> Written problem:
Turn the records below into a numbered list, starting with the line containing "For the benchmark, point to the purple ceremonial" and running through the last line of the records, and leave out any blank lines.

Rows from a pointing dataset:
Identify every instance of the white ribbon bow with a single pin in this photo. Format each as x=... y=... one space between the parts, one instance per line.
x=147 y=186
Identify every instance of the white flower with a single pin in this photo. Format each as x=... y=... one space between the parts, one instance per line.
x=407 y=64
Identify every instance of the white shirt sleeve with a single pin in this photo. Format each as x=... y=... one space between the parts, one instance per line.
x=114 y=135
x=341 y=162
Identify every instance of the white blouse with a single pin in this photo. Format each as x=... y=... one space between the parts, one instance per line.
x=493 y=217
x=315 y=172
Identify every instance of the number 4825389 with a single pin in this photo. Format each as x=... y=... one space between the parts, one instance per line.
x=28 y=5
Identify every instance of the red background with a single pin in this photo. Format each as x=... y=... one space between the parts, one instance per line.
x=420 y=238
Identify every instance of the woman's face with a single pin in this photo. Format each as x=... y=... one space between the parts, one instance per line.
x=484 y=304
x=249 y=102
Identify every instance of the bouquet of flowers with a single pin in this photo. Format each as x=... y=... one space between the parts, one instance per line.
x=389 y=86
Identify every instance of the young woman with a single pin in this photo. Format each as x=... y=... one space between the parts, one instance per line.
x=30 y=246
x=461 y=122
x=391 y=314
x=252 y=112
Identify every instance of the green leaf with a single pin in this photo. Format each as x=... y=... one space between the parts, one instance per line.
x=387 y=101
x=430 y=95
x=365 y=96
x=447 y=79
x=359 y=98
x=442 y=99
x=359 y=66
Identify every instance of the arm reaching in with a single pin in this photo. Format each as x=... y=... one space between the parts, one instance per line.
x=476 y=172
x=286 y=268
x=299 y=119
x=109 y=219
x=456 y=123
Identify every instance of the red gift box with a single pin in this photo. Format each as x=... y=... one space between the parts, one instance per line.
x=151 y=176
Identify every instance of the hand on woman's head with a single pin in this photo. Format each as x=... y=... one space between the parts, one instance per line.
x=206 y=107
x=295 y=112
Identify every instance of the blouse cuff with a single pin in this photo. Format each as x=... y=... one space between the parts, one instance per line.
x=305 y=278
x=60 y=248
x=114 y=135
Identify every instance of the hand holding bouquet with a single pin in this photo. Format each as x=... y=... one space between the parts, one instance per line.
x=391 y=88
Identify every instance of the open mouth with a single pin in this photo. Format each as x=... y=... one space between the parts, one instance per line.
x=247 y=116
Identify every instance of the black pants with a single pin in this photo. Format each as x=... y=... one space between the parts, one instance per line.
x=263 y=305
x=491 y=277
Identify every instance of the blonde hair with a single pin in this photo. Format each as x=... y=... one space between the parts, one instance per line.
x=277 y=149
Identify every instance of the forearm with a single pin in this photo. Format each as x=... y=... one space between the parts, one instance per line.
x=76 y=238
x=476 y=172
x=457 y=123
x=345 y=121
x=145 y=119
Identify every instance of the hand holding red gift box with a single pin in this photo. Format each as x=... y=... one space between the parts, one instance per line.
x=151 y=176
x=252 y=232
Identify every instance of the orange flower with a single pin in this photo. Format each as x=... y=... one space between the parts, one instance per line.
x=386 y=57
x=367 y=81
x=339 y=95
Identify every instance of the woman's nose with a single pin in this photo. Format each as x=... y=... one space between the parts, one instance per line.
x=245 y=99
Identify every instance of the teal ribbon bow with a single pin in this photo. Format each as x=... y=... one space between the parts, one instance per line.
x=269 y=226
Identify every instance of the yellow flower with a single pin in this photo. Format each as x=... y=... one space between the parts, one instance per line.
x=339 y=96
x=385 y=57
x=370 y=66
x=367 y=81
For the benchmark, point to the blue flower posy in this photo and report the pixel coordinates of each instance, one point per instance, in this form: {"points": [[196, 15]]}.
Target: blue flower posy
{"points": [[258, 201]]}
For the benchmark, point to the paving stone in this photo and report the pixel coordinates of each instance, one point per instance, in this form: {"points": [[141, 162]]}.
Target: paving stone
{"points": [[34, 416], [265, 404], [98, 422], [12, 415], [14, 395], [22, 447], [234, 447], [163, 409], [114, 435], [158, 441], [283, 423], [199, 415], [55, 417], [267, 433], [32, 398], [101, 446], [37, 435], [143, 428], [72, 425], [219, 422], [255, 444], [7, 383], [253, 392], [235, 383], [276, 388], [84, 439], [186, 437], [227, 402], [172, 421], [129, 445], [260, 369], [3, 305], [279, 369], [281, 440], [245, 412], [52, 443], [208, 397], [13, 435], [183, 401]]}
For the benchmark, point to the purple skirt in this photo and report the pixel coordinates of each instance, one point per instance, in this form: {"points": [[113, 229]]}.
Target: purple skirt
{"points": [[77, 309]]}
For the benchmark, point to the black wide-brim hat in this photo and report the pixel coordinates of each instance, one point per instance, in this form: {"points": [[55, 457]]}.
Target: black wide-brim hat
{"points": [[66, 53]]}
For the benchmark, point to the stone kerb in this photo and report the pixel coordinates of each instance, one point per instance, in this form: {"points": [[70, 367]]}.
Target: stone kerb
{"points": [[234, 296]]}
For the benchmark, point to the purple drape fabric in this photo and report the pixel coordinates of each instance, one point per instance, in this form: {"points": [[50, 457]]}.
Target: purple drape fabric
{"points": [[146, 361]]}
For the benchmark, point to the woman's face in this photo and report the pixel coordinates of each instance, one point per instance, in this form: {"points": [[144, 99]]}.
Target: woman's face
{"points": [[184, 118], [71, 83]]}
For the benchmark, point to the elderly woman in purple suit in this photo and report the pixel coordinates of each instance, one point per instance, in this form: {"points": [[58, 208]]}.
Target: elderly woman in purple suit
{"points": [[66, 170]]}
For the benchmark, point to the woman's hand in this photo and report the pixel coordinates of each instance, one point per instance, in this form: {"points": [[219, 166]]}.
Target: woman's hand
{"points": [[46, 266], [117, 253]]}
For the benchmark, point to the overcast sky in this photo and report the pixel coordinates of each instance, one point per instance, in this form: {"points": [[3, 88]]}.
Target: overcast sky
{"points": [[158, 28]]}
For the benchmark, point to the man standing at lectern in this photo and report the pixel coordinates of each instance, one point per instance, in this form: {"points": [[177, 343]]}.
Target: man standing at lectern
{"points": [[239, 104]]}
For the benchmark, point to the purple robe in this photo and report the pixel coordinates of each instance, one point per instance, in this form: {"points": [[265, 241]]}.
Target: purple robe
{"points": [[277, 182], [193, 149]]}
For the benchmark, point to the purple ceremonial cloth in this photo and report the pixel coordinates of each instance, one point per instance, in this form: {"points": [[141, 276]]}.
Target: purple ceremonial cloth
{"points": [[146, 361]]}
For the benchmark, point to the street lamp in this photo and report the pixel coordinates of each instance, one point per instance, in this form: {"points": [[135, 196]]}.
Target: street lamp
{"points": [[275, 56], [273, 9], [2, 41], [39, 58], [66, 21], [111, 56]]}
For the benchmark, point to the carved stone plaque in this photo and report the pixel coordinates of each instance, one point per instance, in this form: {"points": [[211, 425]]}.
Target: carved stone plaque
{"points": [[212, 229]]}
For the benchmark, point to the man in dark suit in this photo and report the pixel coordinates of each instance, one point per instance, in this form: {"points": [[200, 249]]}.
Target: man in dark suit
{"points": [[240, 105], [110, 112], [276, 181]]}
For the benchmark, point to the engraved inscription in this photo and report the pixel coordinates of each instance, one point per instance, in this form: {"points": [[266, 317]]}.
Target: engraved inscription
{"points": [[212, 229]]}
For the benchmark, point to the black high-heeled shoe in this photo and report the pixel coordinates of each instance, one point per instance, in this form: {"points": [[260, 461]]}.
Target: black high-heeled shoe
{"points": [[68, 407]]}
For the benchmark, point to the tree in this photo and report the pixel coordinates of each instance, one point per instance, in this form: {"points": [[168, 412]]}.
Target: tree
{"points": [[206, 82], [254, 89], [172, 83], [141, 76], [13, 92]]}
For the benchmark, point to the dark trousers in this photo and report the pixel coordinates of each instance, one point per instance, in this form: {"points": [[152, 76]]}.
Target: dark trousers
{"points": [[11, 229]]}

> Answer:
1. For the benchmark, point to the purple ceremonial cloth in this photo and report the pixel coordinates of each instance, one point per instance, in this form: {"points": [[141, 276]]}.
2. Target: purple ceremonial cloth
3. {"points": [[146, 361]]}
4. For the benchmark, point to the street lamp in this photo and report the pixel coordinates of each instance, one point per instance, in this form: {"points": [[135, 196]]}.
5. Target: street lamp
6. {"points": [[275, 56], [273, 9], [2, 41], [39, 58], [66, 21], [111, 56]]}
7. For the benchmark, point to the carved stone plaque in this photo and report the pixel coordinates of each instance, one point per instance, in this form: {"points": [[211, 425]]}.
8. Target: carved stone plaque
9. {"points": [[212, 229]]}
10. For the benchmark, point to the man in dark suit in this photo and report the pixel coordinates of each instance, one point per instance, in this form: {"points": [[200, 249]]}.
11. Target: man in dark suit
12. {"points": [[240, 105], [110, 112], [276, 181]]}
13. For the benchmark, point to the engraved inscription in this photo and report the pixel coordinates of each instance, one point per instance, in this form: {"points": [[266, 317]]}.
14. Target: engraved inscription
15. {"points": [[212, 229]]}
16. For the benchmark, point to the black high-heeled shoe in this photo and report the pixel coordinates of each instance, one point per instance, in this form: {"points": [[260, 461]]}.
17. Target: black high-heeled shoe
18. {"points": [[68, 407]]}
19. For the benchmark, point to the tree in this photo and report the pixel coordinates of each instance, one point per instance, in this form: {"points": [[168, 412]]}.
20. Target: tree
21. {"points": [[206, 82], [254, 89], [172, 83], [141, 76], [13, 92]]}
22. For the benchmark, point to the dark trousers in this photo and report the pixel coordinates of each instance, one point per instance, in this form: {"points": [[152, 76]]}.
23. Target: dark trousers
24. {"points": [[11, 229]]}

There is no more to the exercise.